-- Provided passage --
>>>

The piston 15 is provided with a seal 18 with which the secondary line 22, which is formed by the gap 17, is closed at least in the closed position of the shut-off body 12. This prevents fuel from being able to pass, when the main valve 10 is closed, from the inlet 3 via the secondary line 22, the displacement space 20 and the throttle duct 21 to the outlet pipe 4.
A magnetic pull element 30 is provided as the full hose lock which is arranged on one side at the upstream axial end of the piston 15 and on the other side on the housing 16. Said full hose lock endeavors to pull the main valve 10 into the closed position, in which the partial body 12a of the shut-off body 12 comes to bear in a sealing manner against the valve cone seat 11. In order to assist the closing effect of the magnetic pull element 30, a compression spring 31 is furthermore provided, the compression spring likewise pushing the partial body 12a of the shut-off body 12 in the direction of the closed position.
The magnetic pull element 30 and the compression spring 31 lock the shut-off body 12 in the closed position in such a manner that, in the full hose mode, the main valve 10 remains closed, and the fuel pump nozzle is thus prevented from running dry, as required, inter alia, in EN 13012. Full hose mode means that the fuel feed pump of the filling pump is no longer conveying but the connecting hose 90 between the filling pump and fuel pump nozzle 1 is full of fuel.

<<<

-- Record set --
>>>

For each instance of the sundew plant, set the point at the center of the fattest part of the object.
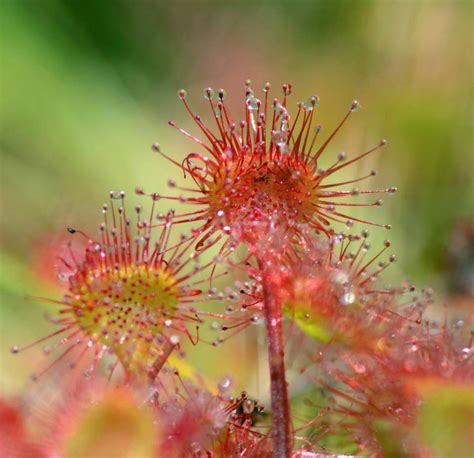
(260, 235)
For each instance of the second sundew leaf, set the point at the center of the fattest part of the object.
(315, 327)
(312, 419)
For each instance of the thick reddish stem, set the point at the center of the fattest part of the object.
(281, 422)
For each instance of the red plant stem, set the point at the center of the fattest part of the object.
(281, 423)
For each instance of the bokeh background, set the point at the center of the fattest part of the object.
(87, 86)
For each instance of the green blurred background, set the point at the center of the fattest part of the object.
(87, 86)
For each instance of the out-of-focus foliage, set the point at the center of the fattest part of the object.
(87, 86)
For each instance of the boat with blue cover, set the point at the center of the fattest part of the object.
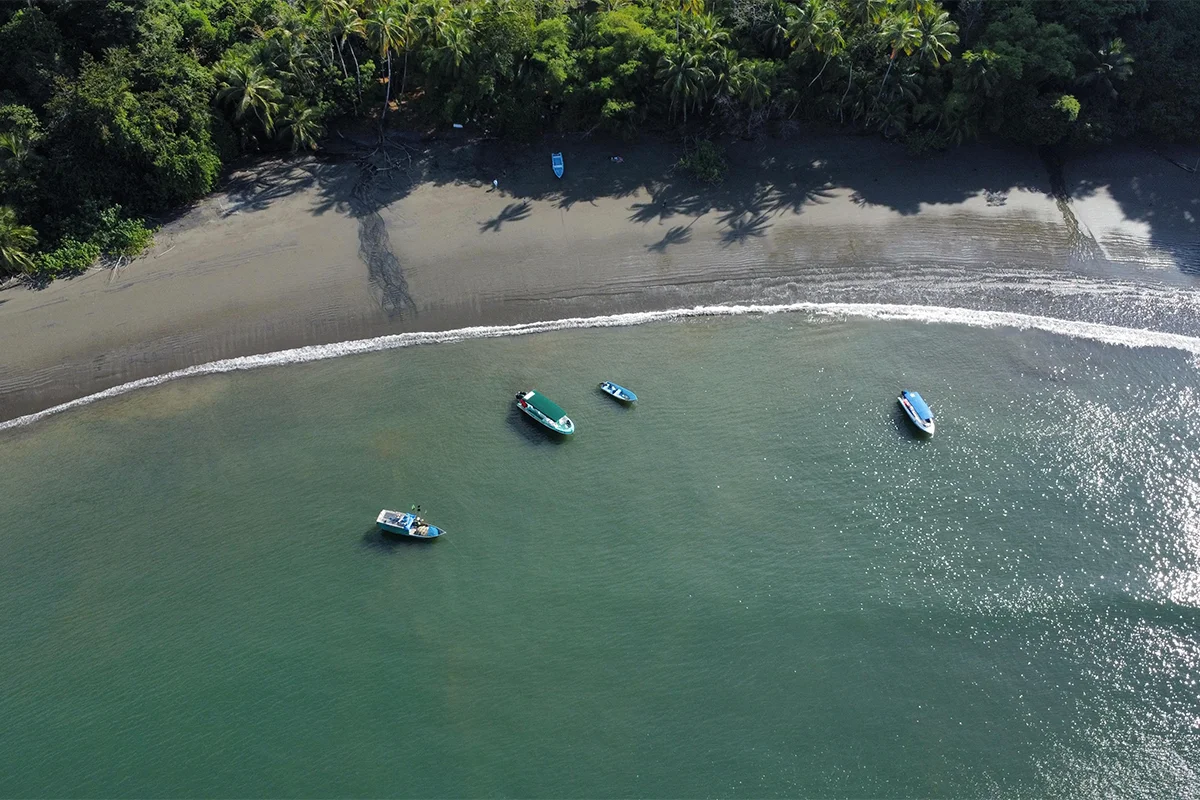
(917, 410)
(546, 411)
(403, 523)
(618, 391)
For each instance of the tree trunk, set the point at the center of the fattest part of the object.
(387, 95)
(891, 61)
(841, 106)
(822, 71)
(358, 72)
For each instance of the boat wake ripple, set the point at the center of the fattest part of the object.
(1132, 337)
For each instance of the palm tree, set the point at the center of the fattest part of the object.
(246, 89)
(384, 30)
(17, 144)
(436, 19)
(870, 11)
(705, 34)
(346, 23)
(454, 50)
(683, 76)
(16, 242)
(303, 126)
(681, 6)
(393, 26)
(1110, 65)
(774, 36)
(319, 14)
(982, 76)
(583, 30)
(900, 31)
(817, 26)
(937, 34)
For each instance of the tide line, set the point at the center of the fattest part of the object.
(1131, 337)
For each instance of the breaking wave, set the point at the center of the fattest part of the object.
(1131, 337)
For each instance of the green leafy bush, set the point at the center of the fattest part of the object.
(119, 235)
(71, 257)
(705, 162)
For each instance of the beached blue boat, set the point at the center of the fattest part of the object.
(546, 411)
(917, 410)
(406, 524)
(618, 391)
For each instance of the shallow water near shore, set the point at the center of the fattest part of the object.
(757, 582)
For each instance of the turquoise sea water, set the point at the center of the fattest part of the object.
(755, 583)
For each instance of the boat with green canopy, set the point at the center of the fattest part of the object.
(546, 411)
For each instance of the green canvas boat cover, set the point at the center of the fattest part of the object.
(546, 405)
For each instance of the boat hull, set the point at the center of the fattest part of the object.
(618, 392)
(406, 524)
(567, 427)
(927, 427)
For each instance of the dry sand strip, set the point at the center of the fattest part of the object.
(310, 251)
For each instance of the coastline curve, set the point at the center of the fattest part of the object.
(1129, 337)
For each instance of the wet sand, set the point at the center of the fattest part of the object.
(313, 251)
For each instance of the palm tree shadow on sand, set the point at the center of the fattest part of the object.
(677, 235)
(511, 212)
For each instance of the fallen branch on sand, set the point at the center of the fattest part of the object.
(1181, 166)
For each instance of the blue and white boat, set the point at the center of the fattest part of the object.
(546, 411)
(406, 524)
(618, 391)
(917, 410)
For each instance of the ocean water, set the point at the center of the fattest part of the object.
(757, 582)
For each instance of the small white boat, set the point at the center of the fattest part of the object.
(618, 391)
(917, 410)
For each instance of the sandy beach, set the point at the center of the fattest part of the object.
(315, 250)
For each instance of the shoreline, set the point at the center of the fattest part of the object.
(307, 354)
(297, 253)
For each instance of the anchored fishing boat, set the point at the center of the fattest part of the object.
(406, 524)
(546, 411)
(917, 410)
(618, 391)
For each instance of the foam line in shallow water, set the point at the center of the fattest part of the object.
(1131, 337)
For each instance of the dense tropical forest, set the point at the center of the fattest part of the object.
(114, 112)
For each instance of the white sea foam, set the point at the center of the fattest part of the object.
(1129, 337)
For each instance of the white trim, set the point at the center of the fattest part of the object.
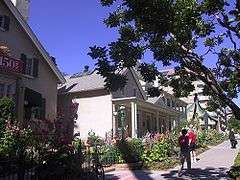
(138, 84)
(34, 39)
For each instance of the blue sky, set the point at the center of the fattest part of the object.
(67, 30)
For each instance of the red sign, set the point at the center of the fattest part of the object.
(11, 64)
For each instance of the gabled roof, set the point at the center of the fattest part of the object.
(87, 82)
(92, 81)
(34, 39)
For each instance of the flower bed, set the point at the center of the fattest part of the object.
(155, 151)
(235, 169)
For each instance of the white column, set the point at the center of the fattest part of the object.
(134, 119)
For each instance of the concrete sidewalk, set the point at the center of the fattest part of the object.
(213, 164)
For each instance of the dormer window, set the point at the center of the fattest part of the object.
(4, 23)
(30, 66)
(134, 92)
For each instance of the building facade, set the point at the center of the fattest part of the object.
(27, 73)
(99, 110)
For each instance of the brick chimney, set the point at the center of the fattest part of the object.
(23, 7)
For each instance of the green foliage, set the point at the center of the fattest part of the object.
(174, 31)
(164, 165)
(209, 137)
(15, 141)
(234, 124)
(93, 139)
(157, 153)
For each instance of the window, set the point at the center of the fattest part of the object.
(30, 66)
(168, 102)
(122, 91)
(4, 23)
(1, 90)
(9, 90)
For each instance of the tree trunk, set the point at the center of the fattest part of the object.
(235, 109)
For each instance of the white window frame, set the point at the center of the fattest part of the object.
(2, 23)
(31, 64)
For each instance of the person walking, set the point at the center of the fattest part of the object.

<<<

-- Set tasks --
1 – In the fuel nozzle passage, what two parts lock the shut-off body 12 in the closed position?
2 – Please continue the fuel nozzle passage with the text that follows its last sentence.

-- Results by task --
1 – The magnetic pull element 30 and the compression spring 31.

2 –
The magnetic pull element 30 and designed in such a manner that the force exerted by it on the shut-off body 12 in the direction of the closed position is only present to a very small extent, if at all, in the open position of the shut-off body 12. The compression spring 31 continues to act on the shut-off body 12 in the open position thereof. In comparison to a main valve 10, in which the lock for the full hose mode is provided exclusively by a full hose spring, the force acting in the direction of the closed position is nevertheless significantly reduced in the open position of the shut-off body 12, and therefore the drop in pressure via the main valve 10 can also be reduced.
The shut-off body 12 of the main valve 10 can additionally be pushed into the closed position by a closing spring 40 arranged downstream of the shut-off body 12. The closing spring 40 comprises an outer piston 41 which is of hollow design and can push against the shut-off body 12, namely the second partial body 12b, with a closing force in the direction of the closed position. The closing force is of a magnitude such that the two partial bodies 12a and 12b of the shut-off body 12 are compressed counter to the action of the spring 13 and the main valve 10 is completely sealed under any operating pressure present in the inlet, in particular even if the fuel feed pump is still conveying in the filling pump.
The closing force of the closing spring 40 is significantly greater than the force exerted by the magnetic pull element 30 in the compression spring 31 on the main valve in the closing direction. The closing spring 40 and the outer piston 41, which is used for transmitting force, push the shut-off body 12 into the associated valve seat 11.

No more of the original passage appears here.